::: RECORDS PROVIDED :::
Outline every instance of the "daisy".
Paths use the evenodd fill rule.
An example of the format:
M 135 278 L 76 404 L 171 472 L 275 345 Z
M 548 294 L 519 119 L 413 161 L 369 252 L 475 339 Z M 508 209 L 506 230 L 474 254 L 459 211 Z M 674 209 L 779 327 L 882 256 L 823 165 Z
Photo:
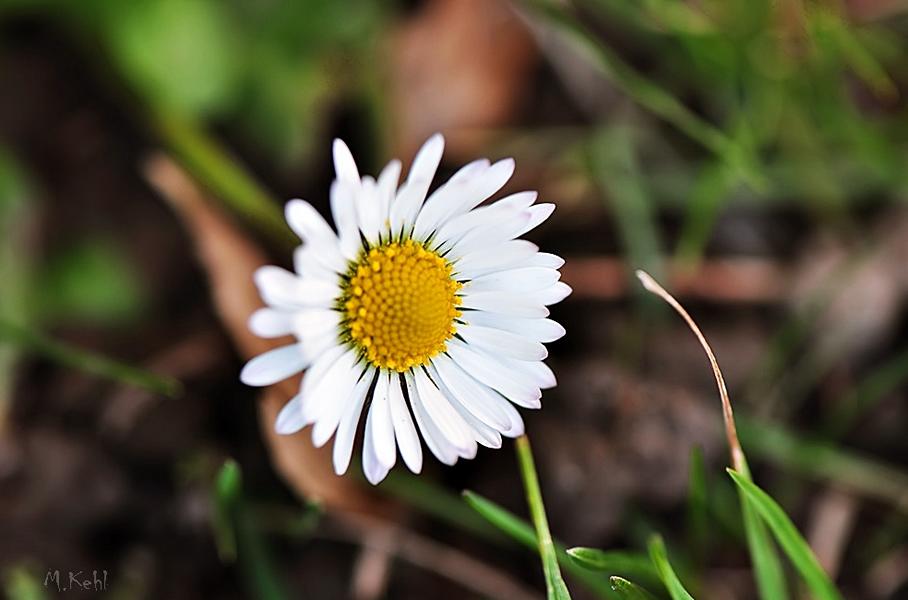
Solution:
M 522 435 L 515 405 L 539 408 L 541 390 L 555 385 L 543 342 L 564 335 L 546 308 L 571 292 L 559 281 L 564 261 L 517 239 L 555 206 L 534 204 L 535 192 L 480 206 L 510 179 L 512 159 L 474 161 L 429 194 L 443 149 L 440 134 L 429 138 L 398 187 L 400 161 L 377 179 L 360 177 L 335 140 L 337 232 L 291 200 L 287 222 L 303 241 L 296 272 L 255 274 L 267 308 L 249 328 L 297 343 L 253 358 L 240 378 L 266 386 L 305 370 L 275 428 L 313 425 L 316 446 L 334 436 L 338 475 L 363 412 L 363 471 L 375 484 L 398 451 L 411 471 L 422 469 L 420 435 L 448 465 L 473 458 L 478 444 L 498 448 L 502 436 Z

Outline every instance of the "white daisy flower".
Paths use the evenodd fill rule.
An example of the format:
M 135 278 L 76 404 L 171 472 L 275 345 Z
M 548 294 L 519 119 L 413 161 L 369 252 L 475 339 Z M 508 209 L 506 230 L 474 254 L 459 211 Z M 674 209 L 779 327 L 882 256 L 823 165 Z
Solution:
M 267 308 L 249 321 L 261 337 L 297 343 L 253 358 L 240 375 L 266 386 L 306 370 L 277 417 L 278 433 L 313 425 L 316 446 L 334 440 L 334 469 L 350 464 L 366 412 L 363 470 L 373 484 L 398 451 L 422 468 L 420 434 L 438 460 L 473 458 L 477 444 L 523 434 L 514 405 L 541 406 L 555 375 L 543 342 L 564 328 L 550 304 L 571 289 L 564 261 L 517 239 L 554 210 L 520 192 L 480 206 L 514 172 L 514 161 L 474 161 L 431 194 L 444 149 L 436 134 L 398 187 L 395 160 L 378 179 L 360 177 L 350 150 L 334 142 L 335 233 L 307 202 L 291 200 L 287 222 L 303 240 L 296 273 L 262 267 L 255 283 Z M 427 197 L 428 195 L 428 197 Z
:::
ACTIVITY: The answer consists of the records repeated exactly, without any images.

SOLUTION FOR THIS PROBLEM:
Outline every instance of the "daisy".
Paths use the evenodd fill rule.
An example of the format:
M 135 278 L 76 404 L 171 472 L 275 345 Z
M 548 294 L 519 119 L 413 161 L 369 252 L 475 339 Z M 508 209 L 506 230 L 474 254 L 459 211 Z M 674 209 L 779 327 L 882 256 L 823 165 Z
Photo:
Solution:
M 522 435 L 515 405 L 539 408 L 541 390 L 555 385 L 543 342 L 564 335 L 546 308 L 571 292 L 559 281 L 564 261 L 517 239 L 555 206 L 534 204 L 535 192 L 480 206 L 510 179 L 512 159 L 474 161 L 429 194 L 443 149 L 440 134 L 429 138 L 398 187 L 400 161 L 377 179 L 360 177 L 335 140 L 337 232 L 291 200 L 287 222 L 303 241 L 296 272 L 255 274 L 267 308 L 249 328 L 297 343 L 253 358 L 240 378 L 266 386 L 305 370 L 275 428 L 313 425 L 316 446 L 334 436 L 338 475 L 363 412 L 363 471 L 375 484 L 398 451 L 411 471 L 422 469 L 420 435 L 448 465 L 473 458 L 478 444 L 498 448 L 502 436 Z

Outline every instance of the "white daisy flower".
Paths use the evenodd fill rule.
An example of the format:
M 135 278 L 76 404 L 171 472 L 275 345 Z
M 548 294 L 519 119 L 413 161 L 369 252 L 475 339 Z M 508 209 L 506 230 L 474 254 L 459 211 Z M 674 209 L 779 327 L 882 256 L 823 165 Z
Solution:
M 267 308 L 249 321 L 261 337 L 297 343 L 253 358 L 240 375 L 266 386 L 306 370 L 277 417 L 278 433 L 313 425 L 316 446 L 334 440 L 334 469 L 350 464 L 366 412 L 363 470 L 373 484 L 398 451 L 422 468 L 420 434 L 438 460 L 473 458 L 477 444 L 523 434 L 514 405 L 541 406 L 555 375 L 543 342 L 564 328 L 550 304 L 571 289 L 564 261 L 517 239 L 554 210 L 520 192 L 480 206 L 514 172 L 514 161 L 474 161 L 431 194 L 444 149 L 436 134 L 398 187 L 395 160 L 378 179 L 360 177 L 350 150 L 334 142 L 335 233 L 307 202 L 291 200 L 287 222 L 303 240 L 296 273 L 262 267 L 255 283 Z M 427 197 L 428 195 L 428 197 Z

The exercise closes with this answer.